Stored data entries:
○ ○ ○ ○ ○ ○ ○

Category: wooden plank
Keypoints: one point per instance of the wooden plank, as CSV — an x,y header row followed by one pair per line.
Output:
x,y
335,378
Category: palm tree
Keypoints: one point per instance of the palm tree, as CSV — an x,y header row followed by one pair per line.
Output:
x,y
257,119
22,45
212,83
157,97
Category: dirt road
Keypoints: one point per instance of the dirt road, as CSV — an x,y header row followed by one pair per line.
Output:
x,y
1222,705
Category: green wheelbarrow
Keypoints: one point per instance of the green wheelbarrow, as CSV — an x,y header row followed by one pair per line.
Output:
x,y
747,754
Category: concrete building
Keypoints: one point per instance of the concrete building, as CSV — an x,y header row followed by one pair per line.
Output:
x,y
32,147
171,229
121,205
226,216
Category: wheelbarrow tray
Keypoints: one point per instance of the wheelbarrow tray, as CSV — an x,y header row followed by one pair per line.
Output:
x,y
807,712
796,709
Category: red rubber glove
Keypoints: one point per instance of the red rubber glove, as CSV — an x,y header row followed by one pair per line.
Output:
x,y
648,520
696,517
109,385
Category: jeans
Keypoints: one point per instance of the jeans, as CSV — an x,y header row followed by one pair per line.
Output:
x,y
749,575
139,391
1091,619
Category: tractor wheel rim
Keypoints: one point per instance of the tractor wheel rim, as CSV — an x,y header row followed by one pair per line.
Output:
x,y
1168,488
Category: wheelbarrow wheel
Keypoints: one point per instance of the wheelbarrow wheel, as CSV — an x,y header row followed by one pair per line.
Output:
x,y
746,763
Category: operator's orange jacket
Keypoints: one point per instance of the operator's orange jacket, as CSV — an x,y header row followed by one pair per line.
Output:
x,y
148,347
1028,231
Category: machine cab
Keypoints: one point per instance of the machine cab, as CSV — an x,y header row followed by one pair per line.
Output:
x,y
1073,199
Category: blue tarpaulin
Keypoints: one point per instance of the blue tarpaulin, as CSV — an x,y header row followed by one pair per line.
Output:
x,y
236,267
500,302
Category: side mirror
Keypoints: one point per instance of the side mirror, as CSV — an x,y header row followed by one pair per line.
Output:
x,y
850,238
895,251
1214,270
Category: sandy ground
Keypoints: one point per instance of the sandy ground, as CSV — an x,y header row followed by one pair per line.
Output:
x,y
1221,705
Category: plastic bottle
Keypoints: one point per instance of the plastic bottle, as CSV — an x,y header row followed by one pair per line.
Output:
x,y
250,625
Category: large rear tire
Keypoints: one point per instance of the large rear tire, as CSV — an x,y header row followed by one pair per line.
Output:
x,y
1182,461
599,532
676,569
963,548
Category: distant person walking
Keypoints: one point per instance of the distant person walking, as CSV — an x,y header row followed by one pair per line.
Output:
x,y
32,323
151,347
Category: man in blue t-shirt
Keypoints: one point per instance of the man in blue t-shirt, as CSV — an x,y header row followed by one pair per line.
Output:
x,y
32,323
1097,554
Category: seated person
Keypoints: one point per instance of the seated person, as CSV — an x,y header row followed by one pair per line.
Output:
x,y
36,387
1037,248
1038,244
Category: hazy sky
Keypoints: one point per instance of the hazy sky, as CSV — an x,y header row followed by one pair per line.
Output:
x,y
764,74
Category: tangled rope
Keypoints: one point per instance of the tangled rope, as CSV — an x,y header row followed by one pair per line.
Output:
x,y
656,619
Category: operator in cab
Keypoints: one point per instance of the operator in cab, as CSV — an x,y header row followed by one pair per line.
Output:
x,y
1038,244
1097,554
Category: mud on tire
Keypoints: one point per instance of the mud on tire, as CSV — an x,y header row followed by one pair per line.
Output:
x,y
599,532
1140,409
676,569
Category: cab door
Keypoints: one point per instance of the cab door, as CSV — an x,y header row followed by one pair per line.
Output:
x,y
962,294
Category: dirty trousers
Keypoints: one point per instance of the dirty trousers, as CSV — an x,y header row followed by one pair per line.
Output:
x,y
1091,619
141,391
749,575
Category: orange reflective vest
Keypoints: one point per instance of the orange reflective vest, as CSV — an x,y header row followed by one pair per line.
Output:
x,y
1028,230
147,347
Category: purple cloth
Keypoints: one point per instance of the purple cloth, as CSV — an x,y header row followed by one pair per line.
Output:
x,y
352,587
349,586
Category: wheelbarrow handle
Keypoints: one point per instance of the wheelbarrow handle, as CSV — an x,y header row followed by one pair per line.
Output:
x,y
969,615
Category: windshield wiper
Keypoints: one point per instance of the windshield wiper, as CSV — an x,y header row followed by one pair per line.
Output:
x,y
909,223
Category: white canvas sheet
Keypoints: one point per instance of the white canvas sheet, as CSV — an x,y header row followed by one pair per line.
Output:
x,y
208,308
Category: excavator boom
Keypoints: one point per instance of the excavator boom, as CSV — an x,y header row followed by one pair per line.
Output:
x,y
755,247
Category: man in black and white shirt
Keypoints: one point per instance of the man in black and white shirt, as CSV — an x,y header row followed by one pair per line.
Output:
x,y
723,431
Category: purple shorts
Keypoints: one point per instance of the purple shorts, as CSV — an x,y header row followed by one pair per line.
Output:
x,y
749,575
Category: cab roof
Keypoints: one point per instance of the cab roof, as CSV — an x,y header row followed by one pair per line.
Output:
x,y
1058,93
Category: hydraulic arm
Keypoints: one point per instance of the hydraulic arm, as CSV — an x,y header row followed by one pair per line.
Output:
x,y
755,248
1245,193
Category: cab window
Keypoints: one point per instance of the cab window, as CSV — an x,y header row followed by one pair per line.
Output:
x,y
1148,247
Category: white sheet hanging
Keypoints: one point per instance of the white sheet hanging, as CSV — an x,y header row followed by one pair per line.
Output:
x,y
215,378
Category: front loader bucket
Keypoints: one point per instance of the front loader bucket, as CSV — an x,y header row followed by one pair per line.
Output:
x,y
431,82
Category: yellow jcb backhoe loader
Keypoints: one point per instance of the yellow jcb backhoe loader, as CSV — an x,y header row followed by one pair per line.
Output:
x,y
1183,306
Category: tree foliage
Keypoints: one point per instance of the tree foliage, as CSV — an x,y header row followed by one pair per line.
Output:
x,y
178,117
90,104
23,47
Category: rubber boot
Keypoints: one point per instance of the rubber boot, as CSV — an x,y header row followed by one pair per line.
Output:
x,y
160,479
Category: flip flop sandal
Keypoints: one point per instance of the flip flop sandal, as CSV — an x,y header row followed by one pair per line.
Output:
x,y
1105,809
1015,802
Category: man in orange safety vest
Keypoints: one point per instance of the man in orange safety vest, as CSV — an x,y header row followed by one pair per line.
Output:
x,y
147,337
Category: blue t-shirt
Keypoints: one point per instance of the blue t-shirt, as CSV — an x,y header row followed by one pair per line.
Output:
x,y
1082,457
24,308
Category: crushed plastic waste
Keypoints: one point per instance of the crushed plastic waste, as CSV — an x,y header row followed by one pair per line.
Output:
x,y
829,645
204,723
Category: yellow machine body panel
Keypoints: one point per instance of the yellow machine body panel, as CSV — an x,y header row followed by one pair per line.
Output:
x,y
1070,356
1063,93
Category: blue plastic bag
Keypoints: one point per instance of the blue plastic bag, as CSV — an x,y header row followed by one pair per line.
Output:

○ ○ ○ ○ ○ ○ ○

Copy out the entries above without altering a single character.

Category: wooden plank
Keypoints: one point per instance of the wooden plank, as CSV — an x,y header row followed by one pair per line.
Output:
x,y
335,378
Category: palm tree
Keypoints: one point per instance of the palm tree, as CSV — an x,y header row followed by one pair per line.
Output:
x,y
257,119
22,45
212,83
157,97
Category: dirt road
Keypoints: one point per instance of the dirt road, as CSV — an x,y header row followed by one pair per line.
Output:
x,y
1222,705
Category: green wheelbarrow
Keypoints: one point per instance of the green wheelbarrow, as CSV — an x,y header row followed by one pair per line.
Output:
x,y
747,754
Category: concrete building
Keypoints: one point per instance of the concrete building, as CSV — an x,y header row followed by one pair per line.
Output:
x,y
32,147
171,229
121,205
226,216
Category: wheelbarrow tray
Keypoints: one point per instance of the wheelbarrow tray, as CSV — an x,y header row followed by one pair per line.
Output:
x,y
807,712
796,709
Category: red rubber glove
Keypoints: one point per instance of the red rubber glove, as CSV — an x,y header row followed by one pair per line.
Output:
x,y
648,520
696,517
109,385
Category: jeans
Keypoints: one point per instance of the jeans, as CSV — an x,y header row followed by one pair per line.
Output:
x,y
749,575
139,391
1091,619
Category: tractor wheel rim
Keypoints: one point per instance of the tractor wheel rim, as CSV — an x,y header row followed by one pair per line.
Output:
x,y
1168,488
Category: wheelbarrow wheel
Keypoints: one point per instance of the wheelbarrow wheel, as CSV — an x,y header row followed by one pair per line.
Output:
x,y
746,763
Category: operator's orange jacket
Keypoints: one point per instance of the operator's orange jacket, as CSV — an x,y header row followed by one pair per line.
Output:
x,y
148,347
1028,231
Category: machine cab
Keypoints: one point per instance of the machine cab, as CSV — an x,y header row followed by one pair per line.
Output:
x,y
1073,199
Category: blue tarpaulin
Keypoints: one point per instance of the blue tarpaulin, as CSV — an x,y header row followed by one pair per line.
Output:
x,y
236,267
500,302
Category: side mirror
Keypoints: one point per instance of the side mirror, as CSV — an x,y header row followed by one pair per line.
Output:
x,y
850,238
895,251
1214,270
Category: sandy ground
Keypoints: one point per instance of the sandy ground, as CSV — an x,y header row followed by one pair per line.
Output:
x,y
1221,705
Category: plastic bottle
Keypoints: one point per instance of the plastic bottle, as CSV — an x,y header row followed by one pair per line.
Output:
x,y
250,625
Category: large rear tire
Keypoints: one point per instance of the large rear tire, as CSV — an x,y header row followed by one pair per line.
Output:
x,y
1182,461
599,532
676,569
963,548
Category: distant person walking
Keypoints: one point per instance of the distant person walking, as CSV — an x,y header row followed by one pair per line.
Output:
x,y
32,323
151,347
Category: man in blue t-shirt
Keypoints: one point per instance of the man in blue t-shirt, as CSV — an x,y header row followed by one pair per line.
Output:
x,y
32,323
1097,554
Category: seated person
Keypoints: one point per instance of the seated person, as CSV — an x,y header row followed by one pair per line.
Output:
x,y
36,387
1037,248
1038,244
Category: hazy sky
Keypoints: one point per instance of the hazy sky, as CSV — an x,y header row followed by one pair per line.
Output:
x,y
764,74
Category: tangled rope
Keypoints: one point per instance of the tangled rope, as CSV — an x,y header row followed by one pair per line.
Output:
x,y
656,619
Category: operator in cab
Keypoints: one point per instance of the operator in cab, as CSV — an x,y header row followed by one pair per line.
Output:
x,y
1038,244
1097,554
Category: mud on tire
Keypoints: one point per instance of the mud on tire, as CSV — an x,y header row followed by one pair per line.
Output:
x,y
599,532
1140,409
676,569
Category: cab door
Keypoints: one point per instance of the cab door, as CSV — an x,y header row followed by one pair per line.
Output:
x,y
962,294
Category: dirty trousers
Keypoints: one point per instance of the dirty trousers, as CSV — an x,y header row followed by one pair per line.
Output:
x,y
1091,619
141,391
749,575
Category: orange reflective vest
Keypoints: one point per instance of the orange reflective vest, as CSV — an x,y header row followed by one pair per line.
Output:
x,y
1028,230
147,347
Category: purple cloth
Keypoints: one point per instance of the purple cloth, as CSV — an x,y header row followed by one pair per line.
Output:
x,y
352,587
349,586
Category: wheelbarrow handle
Keypoints: one point per instance of the wheelbarrow handle, as CSV — an x,y header row followed by one pair per line.
Output:
x,y
969,615
Category: windshield wiper
Keypoints: one point per instance of the windshield wiper, as CSV — an x,y header row followed by one pair per line.
Output:
x,y
909,223
Category: white canvas sheet
Keypoints: one point per instance of the white canvas sheet, as CSV — an x,y header row followed by one pair per line.
Output:
x,y
208,308
Category: excavator boom
Keypoints: one point per instance of the excavator boom, as CSV — an x,y header row followed by one pair per line.
Output:
x,y
755,247
Category: man in black and white shirt
Keypoints: one point per instance of the man in black and white shirt, as CSV — an x,y header row followed by one pair per line.
Output:
x,y
723,431
Category: purple shorts
Keypoints: one point per instance of the purple shorts, as CSV — an x,y header row followed by one pair per line.
Output:
x,y
749,575
Category: cab roof
Keypoints: one point per instance of the cab roof, as CSV — an x,y header row followed by one pair per line.
Output:
x,y
1058,93
Category: hydraulic arm
Keypoints: one point per instance of the hydraulic arm, as CSV — an x,y header row followed by one pair per line.
Output:
x,y
755,248
1245,193
Category: cab window
Keypoints: one point per instance of the cab window, as CSV — an x,y header row followed by one pair per line.
Output:
x,y
1148,247
Category: white sheet hanging
Keypoints: one point per instance of the white sheet hanging, as CSV — an x,y header row followed by one pair per line.
Output:
x,y
215,378
Category: front loader bucket
Keypoints: one point per instance of the front loader bucket, as CSV — an x,y header row followed by one pair per line.
Output:
x,y
431,82
Category: yellow jcb backhoe loader
Keypoints: one point per instance of the yellow jcb backhoe loader, as CSV — an x,y header row followed by one pair per line.
Output:
x,y
1183,306
Category: tree foliage
Keypoints: one point per instance of the tree foliage, as CSV — an x,y header row followed by one pair per line.
Output:
x,y
178,117
90,104
23,47
Category: rubber boot
Keypoints: one point per instance of the rubber boot, as CSV — an x,y header row followed by one pair per line.
Output:
x,y
160,479
Category: flip flop sandal
Keypoints: one point per instance of the flip flop sandal, as CSV — an x,y header row followed by one pair per line.
Output:
x,y
1105,809
1015,802
Category: man in orange safety vest
Keypoints: one point per instance of the man in orange safety vest, as CSV — an x,y header row followed by one pair per line.
Output:
x,y
147,337
Category: blue t-shirt
Keypoints: one point per instance of the blue t-shirt, as CSV — an x,y header row followed by one pair per line.
Output:
x,y
1082,457
24,308
Category: crushed plastic waste
Keypoints: one point per instance of the crushed plastic waste, as CSV — an x,y header row followed by one pair per line.
Output:
x,y
829,645
204,723
Category: yellow machine body panel
Keypoints: one point per instance of the yellow machine body panel, as CSV — an x,y header row followed by one pair per line.
Output:
x,y
1070,356
1063,93
Category: blue plastic bag
Keypoints: one point per instance of the blue plastic bag, as CSV — an x,y header row followed by one pair per line.
Output:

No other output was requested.